# Selected extract
Shellfish are an important food source for many people in New Zealand. Unfortunately, shellfish can be affected by naturally occurring toxins (such as paralytic shellfish poisoning), viruses and bacteria.

Eating shellfish contaminated by biotoxins, bacteria, viruses or chemicals may cause serious illness.

Shellfish are a high-risk food because they may grow in unsafe (contaminated) water where they filter and accumulate biotoxins, bacteria, viruses, and chemicals from their surroundings. They are often eaten without being cooked. 

Biotoxins are toxins or poisons produced by algae that live in seawater and can ‘bloom’ or massively increase, when conditions are favourable.

Shellfish and seawater samples around New Zealand are regularly tested to ensure they are not contaminated with biotoxins, and public warnings are issued by the Ministry for Primary Industries when shellfish are not safe to eat.

Check where it's unsafe to collect shellfish due to toxins from algae

When shellfish eat algae that are toxic, they can become unsafe to eat. The toxins can cause serious illness or be life threatening. Different types of shellfish poisoning have different symptoms.

The Ministry of Primary Industries update their shellfish biotoxin alerts webpage when testing shows that shellfish in an area are unsafe to eat due to biotoxins.

The Ministry of Primary Industries also issues public health warnings, media releases, and puts up signs at affected beaches.

Toxins normally affect shellfish such as mussels, toheroa, pipi, tuatua, cockles, oysters, scallops, catseyes, pupu and kina (sea urchin).

Symptoms of toxic shellfish poisoning include:

  • Numbness and tingling around the mouth or face
  • Difficulty swallowing or breathing
  • Dizziness
  • Double vision, and in severe cases, paralysis and respiratory failure

These symptoms usually occur within 12 hours of eating the contaminated shellfish and anyone experiencing these symptoms should seek medical advice immediately.

Read more about toxic shellfish poisoning

 

Before collecting shellfish

  • Check that there is no shellfish biotoxin alert or current local health warning advising against collecting and eating shellfish.
  • Also check the water. If you notice the water is murky collect shellfish from somewhere else.
  • Collect shellfish only from areas where the seawater is clean and not contaminated.
  • Proper handling, storage and cooking can also help lower the risk of illness from viruses and bacteria (but does not prevent illness from paralytic shellfish poisoning). Remember the gut of paua, crayfish and crabs should always be removed before cooking.
  • Where there is an algal bloom in a lake, it seems unlikely that there is any risk from eating the flesh of trout  but it’s very important to remove the gut and liver and wash in clean water first. Do not take or consume trout that are found already dead. Shellfish and kōura (freshwater crayfish) should not be eaten as would likely present a risk to health.

 

You should avoid collecting and eating shellfish from areas where:

  • pipes or culverts run down to the waterway
  • sewage or stormwater is discharged or there are lots of houses nearby
  • farm animals are grazing nearby
  • there may be industrial pollution
  • warning signs are displayed
  • boats may discharge sewage, or near wharves and marinas in general

Do not collect shellfish after heavy rain as storms may flush sewage overflow or farm run-off downstream which contaminates the water. After the water has run clear for a few days shellfish should be safer to collect again.

Gastrointestinal illness and symptoms (such as diarrhoea and vomiting) may occur if shellfish are contaminated with bacteria and viruses.

# Given information

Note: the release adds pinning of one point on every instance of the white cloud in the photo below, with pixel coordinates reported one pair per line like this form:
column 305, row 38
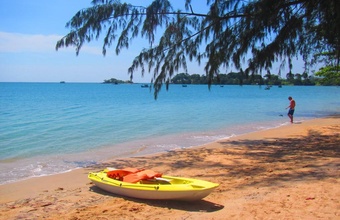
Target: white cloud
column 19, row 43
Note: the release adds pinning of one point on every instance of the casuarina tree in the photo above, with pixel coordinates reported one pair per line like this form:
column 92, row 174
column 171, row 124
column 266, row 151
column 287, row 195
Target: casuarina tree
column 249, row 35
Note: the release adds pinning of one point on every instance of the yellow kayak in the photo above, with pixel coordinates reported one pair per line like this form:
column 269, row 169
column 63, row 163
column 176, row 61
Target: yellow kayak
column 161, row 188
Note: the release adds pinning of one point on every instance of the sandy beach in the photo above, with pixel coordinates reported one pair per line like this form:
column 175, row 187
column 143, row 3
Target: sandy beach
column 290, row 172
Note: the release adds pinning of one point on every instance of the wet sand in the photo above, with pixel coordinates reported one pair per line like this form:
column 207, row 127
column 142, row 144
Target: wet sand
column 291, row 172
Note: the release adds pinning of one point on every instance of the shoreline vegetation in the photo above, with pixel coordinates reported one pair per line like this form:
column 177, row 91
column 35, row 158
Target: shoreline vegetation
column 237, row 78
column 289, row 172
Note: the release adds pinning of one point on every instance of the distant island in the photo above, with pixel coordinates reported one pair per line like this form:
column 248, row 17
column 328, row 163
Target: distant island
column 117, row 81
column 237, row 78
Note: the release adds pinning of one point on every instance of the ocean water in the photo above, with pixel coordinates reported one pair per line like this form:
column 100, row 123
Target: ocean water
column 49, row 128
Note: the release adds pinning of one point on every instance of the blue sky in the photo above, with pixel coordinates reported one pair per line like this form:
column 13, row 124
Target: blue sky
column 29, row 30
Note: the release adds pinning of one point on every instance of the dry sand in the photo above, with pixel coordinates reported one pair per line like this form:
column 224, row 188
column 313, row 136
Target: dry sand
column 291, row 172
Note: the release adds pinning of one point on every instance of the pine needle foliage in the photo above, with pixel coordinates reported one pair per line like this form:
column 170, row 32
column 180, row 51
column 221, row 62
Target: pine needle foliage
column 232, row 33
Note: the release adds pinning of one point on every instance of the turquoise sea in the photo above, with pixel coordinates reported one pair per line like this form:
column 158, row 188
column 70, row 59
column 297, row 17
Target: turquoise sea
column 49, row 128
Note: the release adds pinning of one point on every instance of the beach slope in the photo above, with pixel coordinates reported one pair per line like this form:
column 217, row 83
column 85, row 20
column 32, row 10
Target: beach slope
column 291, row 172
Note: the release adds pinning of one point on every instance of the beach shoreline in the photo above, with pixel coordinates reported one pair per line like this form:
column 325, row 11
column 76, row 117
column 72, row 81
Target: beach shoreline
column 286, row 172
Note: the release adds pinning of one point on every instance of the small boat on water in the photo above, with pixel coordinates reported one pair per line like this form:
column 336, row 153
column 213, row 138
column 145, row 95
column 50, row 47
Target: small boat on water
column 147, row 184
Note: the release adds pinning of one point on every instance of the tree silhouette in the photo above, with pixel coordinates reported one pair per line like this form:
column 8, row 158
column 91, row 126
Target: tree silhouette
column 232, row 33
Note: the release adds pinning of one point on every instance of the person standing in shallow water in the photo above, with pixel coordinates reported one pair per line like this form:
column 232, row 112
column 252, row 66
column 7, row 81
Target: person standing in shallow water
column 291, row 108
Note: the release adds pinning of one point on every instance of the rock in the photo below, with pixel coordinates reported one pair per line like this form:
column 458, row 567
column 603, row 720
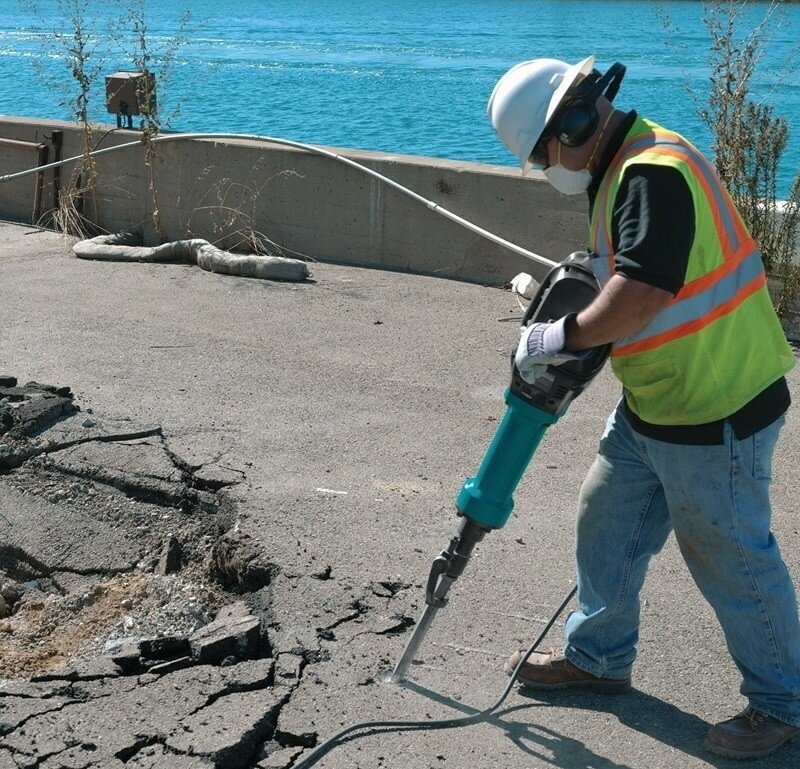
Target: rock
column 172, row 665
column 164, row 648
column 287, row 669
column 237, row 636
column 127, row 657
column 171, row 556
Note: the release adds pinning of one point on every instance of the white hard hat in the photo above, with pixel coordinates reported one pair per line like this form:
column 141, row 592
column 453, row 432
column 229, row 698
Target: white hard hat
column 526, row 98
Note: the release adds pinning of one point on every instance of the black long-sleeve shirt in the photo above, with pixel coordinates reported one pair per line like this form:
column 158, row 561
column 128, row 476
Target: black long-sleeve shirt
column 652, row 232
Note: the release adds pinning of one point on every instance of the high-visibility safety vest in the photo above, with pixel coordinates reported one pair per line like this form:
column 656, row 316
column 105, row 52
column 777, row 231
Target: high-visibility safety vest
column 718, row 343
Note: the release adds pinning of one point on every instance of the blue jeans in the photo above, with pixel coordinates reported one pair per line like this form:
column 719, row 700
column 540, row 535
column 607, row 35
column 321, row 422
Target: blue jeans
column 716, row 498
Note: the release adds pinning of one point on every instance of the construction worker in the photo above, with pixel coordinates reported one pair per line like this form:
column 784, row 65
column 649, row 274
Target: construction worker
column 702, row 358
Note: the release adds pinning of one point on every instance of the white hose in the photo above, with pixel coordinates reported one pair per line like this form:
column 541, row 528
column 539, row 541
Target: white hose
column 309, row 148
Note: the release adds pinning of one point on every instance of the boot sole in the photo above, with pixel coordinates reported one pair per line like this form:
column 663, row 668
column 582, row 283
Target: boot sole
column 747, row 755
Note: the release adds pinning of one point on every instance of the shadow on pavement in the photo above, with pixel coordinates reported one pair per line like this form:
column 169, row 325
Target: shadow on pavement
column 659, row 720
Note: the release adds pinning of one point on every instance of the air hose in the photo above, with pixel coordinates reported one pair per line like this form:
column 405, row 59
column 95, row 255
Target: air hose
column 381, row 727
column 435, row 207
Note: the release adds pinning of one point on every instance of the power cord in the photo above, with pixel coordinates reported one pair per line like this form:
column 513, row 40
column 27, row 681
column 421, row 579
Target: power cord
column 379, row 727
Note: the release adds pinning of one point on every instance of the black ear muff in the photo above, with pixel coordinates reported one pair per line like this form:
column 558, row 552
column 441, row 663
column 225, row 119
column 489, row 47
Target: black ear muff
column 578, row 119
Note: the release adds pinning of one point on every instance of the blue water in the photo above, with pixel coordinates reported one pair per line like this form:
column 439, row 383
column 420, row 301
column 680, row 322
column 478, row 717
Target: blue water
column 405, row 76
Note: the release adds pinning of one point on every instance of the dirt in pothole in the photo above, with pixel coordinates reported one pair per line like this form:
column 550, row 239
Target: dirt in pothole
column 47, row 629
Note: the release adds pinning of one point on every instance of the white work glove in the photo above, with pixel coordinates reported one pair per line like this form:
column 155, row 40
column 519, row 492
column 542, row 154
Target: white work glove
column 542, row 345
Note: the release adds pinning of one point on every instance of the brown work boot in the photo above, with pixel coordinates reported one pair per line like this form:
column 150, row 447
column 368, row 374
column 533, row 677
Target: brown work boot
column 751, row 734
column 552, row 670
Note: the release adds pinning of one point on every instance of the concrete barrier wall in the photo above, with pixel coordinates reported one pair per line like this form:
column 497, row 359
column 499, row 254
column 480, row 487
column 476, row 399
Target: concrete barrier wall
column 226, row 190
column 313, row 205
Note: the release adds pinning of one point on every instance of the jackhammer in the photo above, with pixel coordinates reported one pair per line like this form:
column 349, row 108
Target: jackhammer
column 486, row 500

# What you are asked to do
According to the shellfish safety text, within what time after eating contaminated shellfish do symptoms of toxic shellfish poisoning usually appear?

# Answer to the problem
Within 12 hours.